Records from a data collection
=-=-=-=-=

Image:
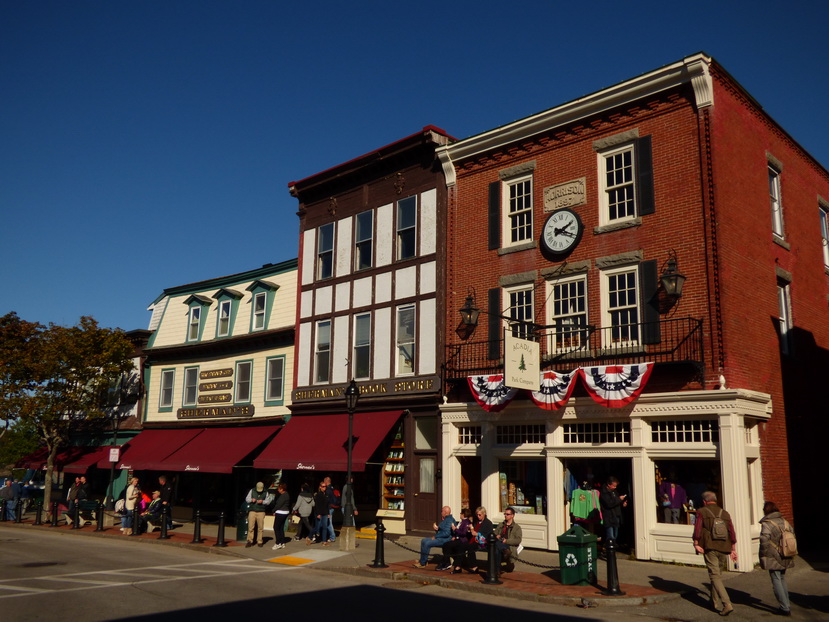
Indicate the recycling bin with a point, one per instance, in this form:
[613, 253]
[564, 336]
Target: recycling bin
[577, 552]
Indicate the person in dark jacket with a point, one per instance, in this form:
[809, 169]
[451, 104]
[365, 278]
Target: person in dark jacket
[772, 526]
[281, 512]
[322, 516]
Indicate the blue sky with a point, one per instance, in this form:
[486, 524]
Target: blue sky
[149, 144]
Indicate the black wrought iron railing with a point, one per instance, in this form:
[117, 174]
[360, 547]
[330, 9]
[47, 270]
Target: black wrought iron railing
[668, 341]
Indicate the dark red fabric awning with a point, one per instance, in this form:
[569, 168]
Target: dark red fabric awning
[147, 451]
[320, 442]
[218, 450]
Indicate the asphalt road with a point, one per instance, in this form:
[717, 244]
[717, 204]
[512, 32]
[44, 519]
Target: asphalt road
[46, 576]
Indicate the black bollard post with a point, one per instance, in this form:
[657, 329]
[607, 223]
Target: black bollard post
[492, 561]
[99, 517]
[379, 551]
[196, 528]
[220, 539]
[612, 573]
[136, 520]
[163, 535]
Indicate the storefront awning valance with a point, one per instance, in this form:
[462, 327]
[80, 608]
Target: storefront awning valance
[148, 450]
[218, 450]
[320, 442]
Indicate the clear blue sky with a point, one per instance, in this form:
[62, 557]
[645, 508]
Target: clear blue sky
[149, 144]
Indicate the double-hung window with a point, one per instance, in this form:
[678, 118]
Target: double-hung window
[568, 306]
[521, 311]
[325, 251]
[776, 205]
[407, 228]
[518, 215]
[191, 386]
[363, 239]
[244, 378]
[621, 313]
[406, 339]
[362, 346]
[323, 351]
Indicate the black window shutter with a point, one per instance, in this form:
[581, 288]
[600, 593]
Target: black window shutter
[644, 162]
[495, 215]
[648, 280]
[494, 304]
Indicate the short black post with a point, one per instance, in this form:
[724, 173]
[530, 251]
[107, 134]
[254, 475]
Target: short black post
[492, 561]
[99, 516]
[136, 520]
[163, 535]
[196, 528]
[379, 551]
[220, 539]
[612, 573]
[76, 516]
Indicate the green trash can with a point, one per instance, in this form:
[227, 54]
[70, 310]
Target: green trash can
[577, 552]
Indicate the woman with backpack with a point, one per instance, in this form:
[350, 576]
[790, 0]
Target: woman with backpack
[772, 558]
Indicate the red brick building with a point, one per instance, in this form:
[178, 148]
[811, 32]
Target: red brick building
[678, 170]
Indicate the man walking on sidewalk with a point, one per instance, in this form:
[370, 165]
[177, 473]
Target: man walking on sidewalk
[715, 539]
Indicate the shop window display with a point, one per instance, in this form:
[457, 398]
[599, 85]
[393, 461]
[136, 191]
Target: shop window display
[523, 484]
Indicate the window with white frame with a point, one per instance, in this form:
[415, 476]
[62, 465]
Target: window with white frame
[194, 323]
[518, 215]
[776, 205]
[362, 346]
[165, 397]
[325, 251]
[618, 183]
[244, 376]
[520, 310]
[223, 326]
[406, 339]
[620, 290]
[407, 228]
[363, 239]
[191, 386]
[568, 314]
[322, 355]
[275, 379]
[784, 305]
[259, 300]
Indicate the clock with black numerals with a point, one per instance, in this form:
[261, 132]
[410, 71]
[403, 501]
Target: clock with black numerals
[562, 232]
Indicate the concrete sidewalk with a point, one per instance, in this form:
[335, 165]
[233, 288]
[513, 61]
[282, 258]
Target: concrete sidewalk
[536, 576]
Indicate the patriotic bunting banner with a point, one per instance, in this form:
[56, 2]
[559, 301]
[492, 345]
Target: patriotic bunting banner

=-=-=-=-=

- DIRECTIONS FOR THIS TASK
Your reply must contain each entry exactly as written and no pictures.

- RESULT
Image:
Indicate the recycling bin with a point, one per instance, in this form:
[613, 253]
[564, 336]
Target: recycling bin
[577, 552]
Indicate the person in dark jacket with a point, one per instance, in this form:
[809, 169]
[451, 104]
[365, 278]
Target: person in dark jacket
[772, 526]
[281, 512]
[322, 516]
Indicate the blue sky with a point, one per instance, in this form:
[486, 524]
Target: blue sky
[149, 144]
Indicate the black wrought iron railing with a point, one per instance, in this form:
[117, 174]
[360, 547]
[330, 9]
[47, 270]
Target: black wrought iron railing
[668, 341]
Indicate the dark red fabric awning with a point, one per instance, in this form:
[569, 168]
Target: dark red fabric awning
[147, 451]
[320, 442]
[218, 450]
Indicate the asphalt road with a point, one per instance, in this form:
[717, 244]
[717, 204]
[512, 32]
[44, 519]
Target: asphalt road
[46, 576]
Indicate the black bollard post with a point, one per instance, in this form:
[657, 329]
[607, 223]
Target: black bollard post
[492, 561]
[99, 517]
[379, 551]
[196, 528]
[220, 539]
[612, 573]
[136, 520]
[163, 535]
Indicate the storefront awning valance with a point, one per instance, in this form:
[462, 327]
[80, 608]
Target: storefront awning valance
[148, 450]
[218, 450]
[320, 442]
Indicate the clear blue sky with a point, one per instance, in this form:
[62, 557]
[645, 508]
Target: clear blue sky
[149, 144]
Indicate the double-hung window with a point, one per instance, in this form:
[678, 118]
Target: double-hung window
[568, 306]
[521, 311]
[325, 251]
[776, 205]
[407, 228]
[518, 215]
[191, 386]
[363, 239]
[244, 378]
[621, 313]
[406, 339]
[362, 346]
[323, 351]
Indicate the black window shutter with a point, one per instance, in this form:
[581, 288]
[600, 593]
Target: black window shutter
[644, 162]
[495, 215]
[648, 280]
[494, 304]
Indicate the short black post with a point, one per instance, in this form:
[724, 173]
[530, 251]
[107, 134]
[254, 475]
Target: short black post
[492, 561]
[99, 516]
[136, 520]
[163, 535]
[196, 528]
[379, 551]
[220, 539]
[612, 573]
[76, 516]
Indicate the green trash can with a point, one per instance, in this form:
[227, 54]
[70, 310]
Target: green trash can
[577, 552]
Indicate the woman with backpack with a point, one per instance, in this form:
[350, 576]
[790, 0]
Target: woman with backpack
[772, 558]
Indicate the red brick building with a point, one per instance, in this form:
[178, 148]
[811, 32]
Target: red brick building
[678, 170]
Indicate the man walking on sidewalk with a point, one per instance, in this form:
[370, 165]
[177, 473]
Target: man walking on sidewalk
[715, 539]
Indicate the shop window display with a point, one per instance, in this form:
[457, 398]
[599, 85]
[393, 461]
[136, 191]
Target: shop window display
[523, 484]
Indicate the window with white frame with a point, one per instance, in this form:
[415, 476]
[62, 465]
Target: window with white frame
[194, 323]
[518, 215]
[776, 205]
[362, 346]
[165, 397]
[325, 251]
[618, 183]
[244, 376]
[520, 310]
[223, 326]
[406, 339]
[620, 290]
[407, 228]
[363, 239]
[191, 386]
[568, 314]
[322, 355]
[275, 379]
[784, 305]
[259, 300]
Indicate the clock with black numerals with a point, one per instance, in this form:
[261, 132]
[410, 71]
[403, 501]
Target: clock with black numerals
[562, 232]
Indicate the concrete sidewalk with a point, one per instance, in this form:
[335, 165]
[233, 288]
[513, 61]
[282, 258]
Target: concrete sidewalk
[536, 576]
Indicate the patriotic bunting banner with a point, one per instance, in this form:
[56, 2]
[559, 301]
[492, 345]
Target: patriotic bunting banner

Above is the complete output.